_WRITTEN EXERCISE 1_
Summarize the cigar forum thread below in two sentences.
_WRITTEN EXERCISE 2_
In the cigar forum thread below, which drink does Cigar5150 usually choose for a cocktail when trying a cigar for the first time?

_EXCERPTED PASSAGE_
☆ ☆ ☆
# Puff n Sip



## Cigar5150 (Aug 19, 2013)

My favorite brand of scotch and my favorite brand of NCs. Hope you dont mind the blurred edge effect...


----------



## six10 (May 23, 2013)

Nice!


----------



## Scott W. (Jul 10, 2008)

Looking good. Did the peat in the Lagavulin overpower the cigar?


----------



## Cigar5150 (Aug 19, 2013)

Scott W. said:


> Looking good. Did the peat in the Lagavulin overpower the cigar?


I've heard other guys state that, and it can be true with milder cigars, but I have not found the peaty, super smokey flavor to overpower more full bodied cigars. It should go well with the 40yr Anniversary. I only have two and they are back in deep hibernation. I've always said that Lagavulin is like drinking smoke. A glass, a full bodied cigar, sitting by a natural wood fire: smoke, smoke and more smoke :smoke2:

I like bourbon with most cigars and a Margarita or rum concoction with maduros for the sweetness. If I want a cocktail and I'm trying a cigar for the first time I'll usually stick to vodka, since it's pretty clean in taste compared to other alternatives.


----------



## Scott W. (Jul 10, 2008)

Yes Lagavulin is like drinking smoke. I hope your pairing is an enjoyable one.


----------



## JJ3 (Jun 25, 2013)

Looks relaxing.


----------



## Cigar5150 (Aug 19, 2013)

JJ3 said:


> Looks relaxing.


Hey JJ, great to see a chiver on here from the other side of the map! Their office is a short drive from me here and some of the kids friends hang out there from time to time. When I get a big enough gallery of different cigar photos I expect we will see it on the site. Could be a while though. I'm finding out that relaxing with a drink and a stogie can sometimes be counter productive to taking good photos. KCCO! :thumb:


----------



## felker14 (Jun 20, 2013)

Very nice. Thanks for adding another Scotch brand to the "to try list".


----------



## The invisible man (Dec 18, 2012)

Cigar5150 said:


> My favorite brand of scotch and my favorite brand of NCs. Hope you dont mind the blurred edge effect...
> 
> View attachment 45397
> 
> ...


I need a mop to wipe my drool up off the floor.


----------



## Beeman (Apr 12, 2013)

Beautiful :')


----------



## Cigar5150 (Aug 19, 2013)

felker14 said:


> Very nice. Thanks for adding another Scotch brand to the "to try list".


Cool. Just remember as Scott and I can both attest to, it is a very strong tasting, peaty, smokey experience. Many dedicated, single malt drinkers will partake occasionally, but they really don't enjoy being so overwhelmed by the aroma and flavor. OTOH I believe there are some great steak houses in Kansas City. A glass with a char broiled, bone in ribeye and loaded, baked potato is heaven for me.
☆ ☆ ☆
_DATA SUPPLIED_

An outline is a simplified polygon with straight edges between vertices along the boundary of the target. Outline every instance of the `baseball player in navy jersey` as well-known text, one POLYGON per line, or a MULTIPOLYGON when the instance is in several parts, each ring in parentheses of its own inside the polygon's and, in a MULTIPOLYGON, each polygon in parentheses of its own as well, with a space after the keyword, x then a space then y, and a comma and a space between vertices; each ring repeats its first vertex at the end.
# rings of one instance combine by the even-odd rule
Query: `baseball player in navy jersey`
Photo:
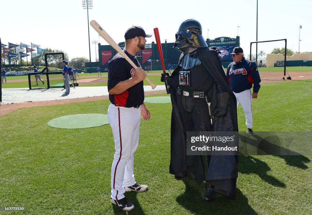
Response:
MULTIPOLYGON (((34 65, 34 72, 38 72, 38 69, 36 68, 37 66, 36 65, 34 65)), ((41 75, 40 74, 36 74, 35 75, 35 77, 36 78, 36 83, 37 84, 37 85, 38 85, 38 79, 42 82, 42 84, 44 84, 44 82, 43 81, 43 80, 41 79, 41 75)))
POLYGON ((64 86, 65 87, 65 92, 63 94, 64 95, 66 95, 69 94, 71 91, 71 89, 69 87, 69 75, 68 75, 68 67, 66 65, 66 62, 67 62, 65 60, 63 60, 61 61, 62 64, 63 65, 63 69, 62 70, 62 74, 63 74, 63 81, 64 82, 64 86))
POLYGON ((133 174, 134 154, 139 144, 140 122, 142 118, 149 119, 150 115, 144 102, 143 80, 146 76, 135 57, 145 48, 146 34, 139 26, 132 26, 124 35, 123 51, 138 66, 134 69, 120 54, 114 56, 108 66, 107 88, 111 104, 108 111, 115 152, 112 165, 111 202, 122 210, 134 208, 124 197, 125 191, 141 192, 148 187, 138 183, 133 174))
POLYGON ((230 54, 233 61, 227 67, 227 78, 236 97, 237 106, 240 102, 245 113, 247 133, 254 136, 252 129, 251 99, 258 98, 261 81, 259 71, 256 63, 245 59, 241 48, 235 47, 230 54), (252 93, 253 84, 253 92, 252 93))
POLYGON ((98 76, 100 75, 101 76, 102 74, 101 74, 101 69, 100 68, 100 67, 98 67, 97 70, 98 70, 98 76))

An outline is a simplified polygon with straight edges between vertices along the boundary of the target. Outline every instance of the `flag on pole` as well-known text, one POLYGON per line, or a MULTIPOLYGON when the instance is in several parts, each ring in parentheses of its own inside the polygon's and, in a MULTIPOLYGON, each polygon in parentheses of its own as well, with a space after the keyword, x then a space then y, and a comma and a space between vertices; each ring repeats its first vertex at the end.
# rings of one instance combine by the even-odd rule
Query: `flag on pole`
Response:
POLYGON ((17 46, 17 45, 16 45, 14 43, 11 43, 11 42, 9 43, 9 48, 13 48, 15 47, 16 47, 17 46))
POLYGON ((39 46, 39 45, 36 45, 34 43, 31 43, 32 44, 32 48, 37 48, 38 47, 40 47, 41 46, 39 46))
POLYGON ((33 58, 34 58, 35 57, 37 57, 37 56, 40 56, 40 55, 39 54, 37 54, 37 53, 33 53, 32 52, 32 57, 33 58))
POLYGON ((7 53, 9 55, 9 58, 12 58, 14 57, 16 57, 18 55, 14 53, 11 53, 11 52, 8 52, 7 53))
POLYGON ((26 48, 26 53, 27 53, 31 52, 33 52, 34 51, 36 51, 36 50, 33 49, 32 48, 28 48, 28 47, 26 48))
POLYGON ((28 46, 30 46, 25 44, 25 43, 23 43, 22 42, 21 43, 21 46, 22 47, 22 48, 26 48, 28 46))
POLYGON ((7 52, 13 52, 14 51, 13 49, 10 49, 9 48, 3 48, 3 53, 6 53, 7 52))
POLYGON ((38 53, 40 53, 41 52, 44 52, 46 51, 46 49, 44 49, 43 48, 37 48, 37 52, 38 53))
POLYGON ((23 49, 22 48, 16 48, 16 50, 15 52, 15 53, 19 53, 20 52, 24 52, 25 51, 25 50, 23 49))
POLYGON ((30 54, 28 54, 25 53, 21 53, 21 57, 22 58, 25 58, 27 56, 29 56, 30 55, 30 54))

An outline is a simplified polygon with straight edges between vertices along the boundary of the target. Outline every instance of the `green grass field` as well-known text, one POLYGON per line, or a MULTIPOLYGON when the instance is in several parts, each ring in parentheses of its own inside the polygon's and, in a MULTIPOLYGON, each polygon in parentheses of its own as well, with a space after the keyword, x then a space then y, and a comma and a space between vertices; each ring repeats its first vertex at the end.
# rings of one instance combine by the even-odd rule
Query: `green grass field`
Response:
MULTIPOLYGON (((311 131, 311 84, 262 84, 252 101, 254 130, 311 131)), ((0 117, 0 206, 26 208, 0 214, 311 214, 311 155, 241 156, 236 200, 219 196, 204 202, 203 183, 177 180, 169 173, 170 104, 146 104, 151 117, 141 122, 134 171, 136 181, 149 189, 126 193, 135 208, 122 211, 110 202, 115 151, 109 125, 67 130, 47 124, 75 113, 107 114, 109 103, 104 100, 23 108, 0 117)), ((238 112, 240 130, 245 131, 240 105, 238 112)))

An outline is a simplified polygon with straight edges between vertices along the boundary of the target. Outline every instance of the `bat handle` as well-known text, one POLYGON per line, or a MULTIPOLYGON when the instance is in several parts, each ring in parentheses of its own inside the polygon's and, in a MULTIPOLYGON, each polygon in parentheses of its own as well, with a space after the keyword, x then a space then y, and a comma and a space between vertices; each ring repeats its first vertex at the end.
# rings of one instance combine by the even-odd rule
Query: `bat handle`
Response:
POLYGON ((145 77, 145 80, 146 80, 146 81, 148 82, 149 83, 149 85, 151 85, 151 87, 152 87, 152 89, 155 89, 156 87, 157 87, 157 85, 155 85, 154 84, 154 83, 151 81, 150 80, 147 78, 147 77, 145 77))
POLYGON ((170 94, 170 87, 168 84, 168 81, 167 80, 165 81, 165 85, 166 86, 166 90, 167 91, 167 94, 170 94))

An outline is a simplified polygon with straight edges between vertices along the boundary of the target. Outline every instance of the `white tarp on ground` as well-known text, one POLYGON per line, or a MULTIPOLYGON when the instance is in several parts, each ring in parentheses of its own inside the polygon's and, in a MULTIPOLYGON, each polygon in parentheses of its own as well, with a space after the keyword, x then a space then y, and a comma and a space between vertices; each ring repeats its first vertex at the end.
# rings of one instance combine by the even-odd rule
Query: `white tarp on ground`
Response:
MULTIPOLYGON (((157 86, 154 90, 150 86, 144 87, 145 92, 166 89, 164 85, 157 86)), ((70 94, 64 96, 62 95, 65 92, 63 88, 32 90, 28 88, 2 88, 2 103, 19 103, 108 95, 107 87, 77 87, 75 89, 71 88, 70 94)))

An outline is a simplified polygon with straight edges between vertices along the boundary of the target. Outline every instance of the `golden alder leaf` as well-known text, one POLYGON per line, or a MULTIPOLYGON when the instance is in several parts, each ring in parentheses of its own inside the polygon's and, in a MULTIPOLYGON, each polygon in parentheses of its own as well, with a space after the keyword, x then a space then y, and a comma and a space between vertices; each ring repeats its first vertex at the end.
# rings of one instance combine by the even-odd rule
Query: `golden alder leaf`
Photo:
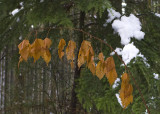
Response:
POLYGON ((78 68, 80 68, 84 63, 85 63, 85 56, 84 56, 84 52, 82 51, 82 49, 79 50, 78 53, 78 68))
POLYGON ((71 61, 70 64, 71 64, 71 69, 74 69, 74 62, 71 61))
POLYGON ((48 63, 51 61, 51 54, 48 49, 43 51, 42 58, 44 59, 44 61, 47 63, 48 66, 48 63))
POLYGON ((44 48, 50 48, 52 41, 49 38, 45 38, 43 42, 44 42, 44 48))
POLYGON ((76 48, 76 43, 72 40, 69 41, 68 46, 66 48, 67 60, 74 60, 75 54, 74 50, 76 48))
POLYGON ((115 63, 113 57, 108 57, 105 60, 104 72, 109 81, 109 84, 113 85, 114 81, 117 79, 117 72, 115 69, 115 63))
POLYGON ((105 64, 104 64, 103 53, 99 53, 98 58, 99 58, 99 62, 97 63, 97 66, 96 66, 96 75, 101 80, 105 75, 105 72, 104 72, 105 64))
POLYGON ((104 72, 104 64, 99 61, 97 66, 96 66, 96 75, 97 77, 101 80, 103 78, 103 76, 105 75, 104 72))
POLYGON ((58 45, 58 55, 61 60, 62 60, 62 57, 64 56, 63 49, 65 45, 66 45, 66 41, 64 39, 61 39, 58 45))
POLYGON ((103 56, 103 53, 102 53, 102 52, 99 53, 98 58, 99 58, 99 60, 100 60, 101 62, 104 62, 104 56, 103 56))
POLYGON ((92 74, 95 74, 94 51, 91 42, 84 40, 78 53, 78 67, 80 68, 85 62, 92 74))
POLYGON ((129 76, 127 73, 124 73, 121 77, 122 84, 120 89, 120 98, 122 101, 123 108, 127 108, 127 106, 133 102, 133 87, 129 84, 129 76))
POLYGON ((36 62, 41 55, 43 55, 42 47, 44 47, 44 42, 42 39, 36 39, 31 45, 31 56, 36 62))
POLYGON ((30 43, 28 40, 23 40, 19 45, 19 54, 21 55, 21 61, 27 61, 30 56, 30 43))
POLYGON ((83 40, 78 53, 78 67, 80 68, 86 61, 89 53, 89 48, 91 43, 89 41, 83 40))
POLYGON ((87 67, 90 69, 93 75, 96 73, 96 67, 94 62, 94 56, 90 56, 90 61, 87 63, 87 67))
POLYGON ((23 58, 22 58, 22 56, 20 56, 19 57, 19 62, 18 62, 18 68, 19 68, 19 65, 20 65, 20 63, 23 61, 23 58))

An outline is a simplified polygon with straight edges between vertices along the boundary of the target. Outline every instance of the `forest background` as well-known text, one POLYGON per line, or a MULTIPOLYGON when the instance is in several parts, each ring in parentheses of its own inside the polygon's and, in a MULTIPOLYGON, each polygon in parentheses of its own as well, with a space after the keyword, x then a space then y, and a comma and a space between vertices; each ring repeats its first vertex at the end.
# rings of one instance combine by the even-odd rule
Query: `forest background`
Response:
POLYGON ((160 0, 0 0, 0 8, 0 113, 140 114, 149 113, 146 106, 151 114, 160 112, 160 0), (113 50, 82 32, 68 29, 86 31, 113 49, 123 49, 112 27, 115 19, 106 24, 110 8, 121 16, 134 14, 145 33, 144 39, 130 41, 143 57, 137 56, 127 64, 136 84, 130 78, 133 103, 125 110, 116 96, 125 66, 113 55, 119 78, 114 88, 106 78, 93 76, 85 65, 78 69, 78 49, 83 40, 92 43, 96 63, 100 52, 107 58, 113 50), (19 43, 46 37, 52 40, 48 66, 42 58, 35 63, 31 58, 18 68, 19 43), (62 38, 77 44, 74 69, 66 56, 59 59, 62 38))

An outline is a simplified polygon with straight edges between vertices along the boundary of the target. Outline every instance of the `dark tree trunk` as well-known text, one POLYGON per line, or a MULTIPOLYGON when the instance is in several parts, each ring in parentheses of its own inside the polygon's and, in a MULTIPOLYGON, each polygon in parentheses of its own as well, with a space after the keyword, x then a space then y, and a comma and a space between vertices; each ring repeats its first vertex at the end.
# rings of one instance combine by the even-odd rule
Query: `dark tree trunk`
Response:
MULTIPOLYGON (((85 19, 85 12, 80 12, 80 23, 79 23, 79 28, 83 30, 84 28, 84 19, 85 19)), ((79 33, 79 37, 78 37, 78 45, 77 45, 77 48, 79 50, 80 48, 80 45, 83 41, 83 33, 79 33)), ((76 55, 76 60, 75 60, 75 63, 76 63, 76 67, 75 67, 75 73, 74 73, 74 82, 73 82, 73 88, 72 88, 72 96, 71 96, 71 113, 72 114, 76 114, 76 105, 77 105, 77 94, 75 92, 75 88, 76 88, 76 85, 77 85, 77 82, 76 80, 80 77, 80 70, 78 68, 78 65, 77 65, 77 60, 78 60, 78 53, 76 55)))

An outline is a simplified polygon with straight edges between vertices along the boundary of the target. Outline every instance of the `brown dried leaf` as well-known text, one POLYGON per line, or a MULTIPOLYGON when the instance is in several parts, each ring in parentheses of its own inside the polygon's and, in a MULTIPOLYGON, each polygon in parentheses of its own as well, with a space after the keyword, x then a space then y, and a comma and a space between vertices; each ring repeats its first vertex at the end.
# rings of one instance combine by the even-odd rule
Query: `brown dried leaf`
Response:
POLYGON ((102 53, 102 52, 99 53, 98 58, 99 58, 99 60, 100 60, 101 62, 104 62, 104 56, 103 56, 103 53, 102 53))
POLYGON ((105 75, 104 72, 104 64, 102 63, 102 61, 99 61, 97 66, 96 66, 96 75, 97 77, 101 80, 103 78, 103 76, 105 75))
POLYGON ((74 41, 69 41, 68 46, 66 48, 67 60, 74 60, 75 54, 74 50, 76 48, 76 43, 74 41))
POLYGON ((113 85, 115 80, 117 79, 117 72, 116 72, 116 69, 112 69, 111 71, 107 72, 106 73, 106 77, 109 81, 109 84, 110 85, 113 85))
POLYGON ((43 51, 42 58, 44 59, 44 61, 47 63, 48 66, 48 63, 51 61, 51 54, 48 49, 43 51))
POLYGON ((30 56, 30 43, 28 40, 23 40, 19 45, 19 54, 21 58, 27 61, 28 57, 30 56))
POLYGON ((66 45, 66 41, 64 39, 61 39, 58 45, 58 55, 61 60, 62 60, 62 57, 64 56, 63 49, 65 45, 66 45))
POLYGON ((43 42, 44 42, 44 48, 50 48, 52 41, 49 38, 45 38, 43 42))

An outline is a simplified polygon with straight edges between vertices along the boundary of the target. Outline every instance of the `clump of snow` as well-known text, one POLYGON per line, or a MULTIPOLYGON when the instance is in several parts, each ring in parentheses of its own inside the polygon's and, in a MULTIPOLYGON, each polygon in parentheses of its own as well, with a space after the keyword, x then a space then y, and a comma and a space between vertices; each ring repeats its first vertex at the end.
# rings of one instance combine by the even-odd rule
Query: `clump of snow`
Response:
☆ ☆ ☆
_WRITTEN REPLY 1_
Cigar5150 pairs a favorite brand of scotch with a favorite brand of cigars, and when Scott W. asks whether the Lagavulin's peat overpowered the cigar, Cigar5150 says it can with milder cigars but not with more full-bodied ones. Cigar5150 also mentions liking bourbon with most cigars, a Margarita or rum drink with maduros, and vodka when trying a new cigar, and warns felker14 that Lagavulin is a very strong, peaty, smoky scotch.

_WRITTEN REPLY 2_
Vodka